(Coordinate annotation rows)
»»
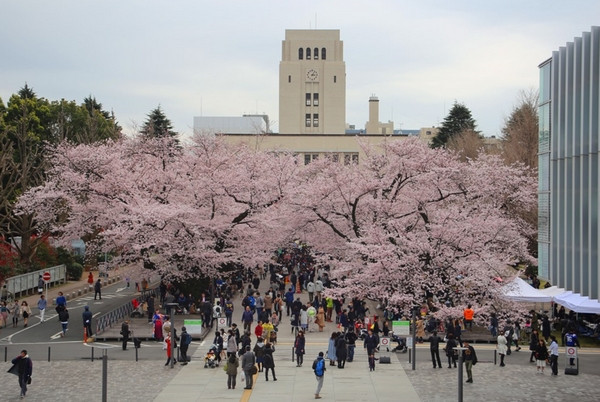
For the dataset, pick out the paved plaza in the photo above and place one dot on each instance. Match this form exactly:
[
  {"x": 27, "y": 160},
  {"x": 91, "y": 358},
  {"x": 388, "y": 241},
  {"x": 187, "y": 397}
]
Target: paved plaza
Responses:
[{"x": 147, "y": 380}]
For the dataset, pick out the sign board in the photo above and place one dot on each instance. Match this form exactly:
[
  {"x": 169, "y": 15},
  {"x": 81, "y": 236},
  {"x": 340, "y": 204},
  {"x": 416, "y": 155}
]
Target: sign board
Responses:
[
  {"x": 193, "y": 327},
  {"x": 401, "y": 327}
]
««
* _WORK TO DO_
Reproduce every one of the rows above word for word, omitting the pictures from your answer.

* _WRITTEN RESPONSE_
For the dataset, pick out the paved plaza in the photo above and place one dot on each instance. Match this form exactly:
[
  {"x": 27, "y": 160},
  {"x": 91, "y": 358},
  {"x": 388, "y": 241},
  {"x": 187, "y": 397}
]
Target: paved plaza
Responses:
[{"x": 147, "y": 380}]
For the dataset, pick out the sign board in the photo above and place one dot on each instance. Match this form exactly:
[
  {"x": 169, "y": 15},
  {"x": 81, "y": 236},
  {"x": 340, "y": 204},
  {"x": 416, "y": 155}
]
Target: sign board
Responses:
[
  {"x": 193, "y": 327},
  {"x": 401, "y": 327}
]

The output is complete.